--- START OF Records provided ---
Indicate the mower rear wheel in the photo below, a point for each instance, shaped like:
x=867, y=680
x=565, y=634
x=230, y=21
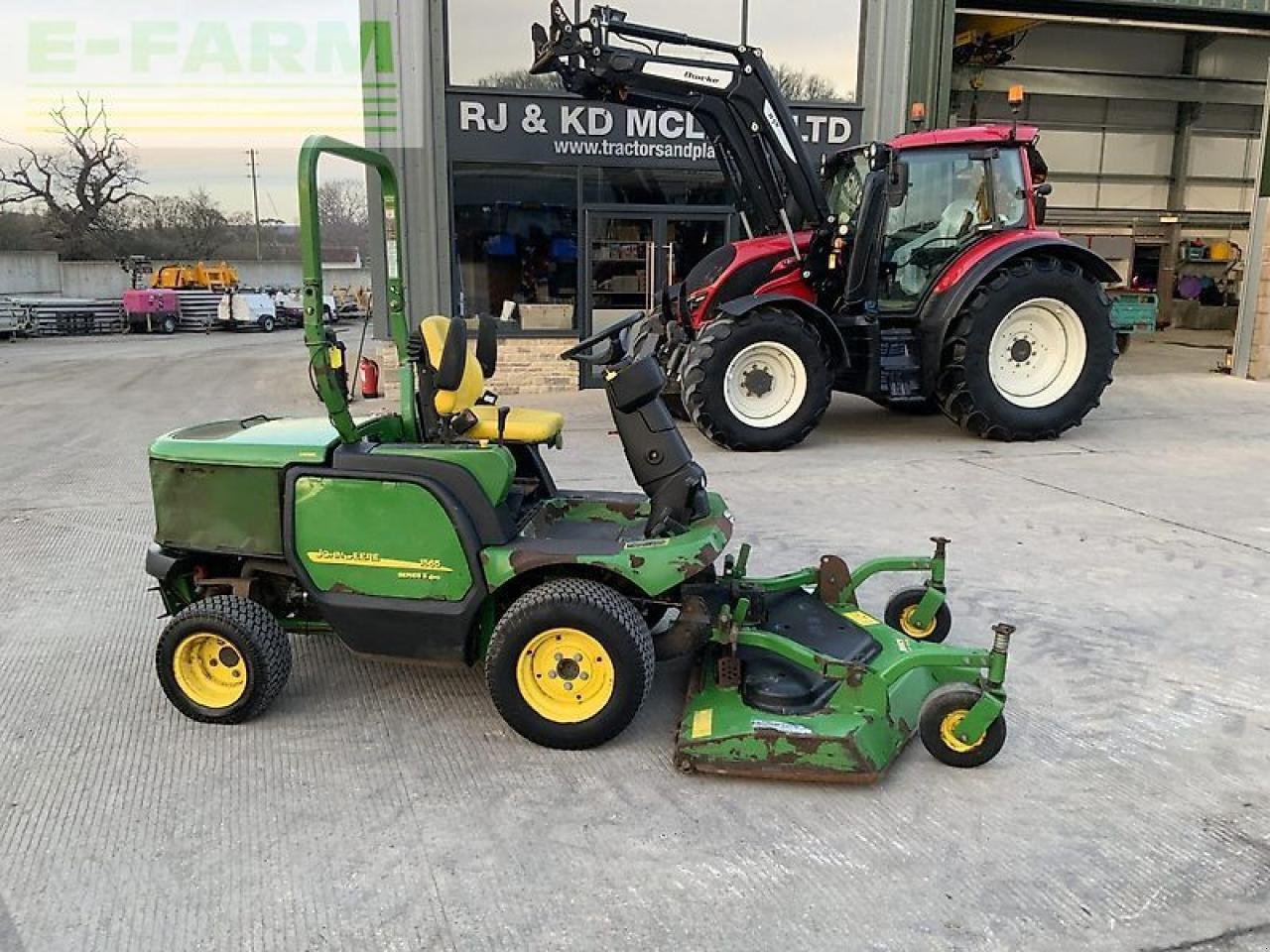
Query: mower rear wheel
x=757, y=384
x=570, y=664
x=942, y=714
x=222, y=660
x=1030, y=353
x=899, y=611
--- END OF Records provided ---
- _Exercise details_
Format every line of the records above as a numbered list, skipping blank lines and leaving the pictures out.

- _Final answer_
1. Indicate the mower rear wheel in the photo below, a point for each instance, shaped like:
2. x=867, y=680
3. x=565, y=634
4. x=230, y=21
5. Query: mower rear wheel
6. x=757, y=384
7. x=570, y=664
8. x=942, y=714
9. x=222, y=660
10. x=1030, y=353
11. x=899, y=611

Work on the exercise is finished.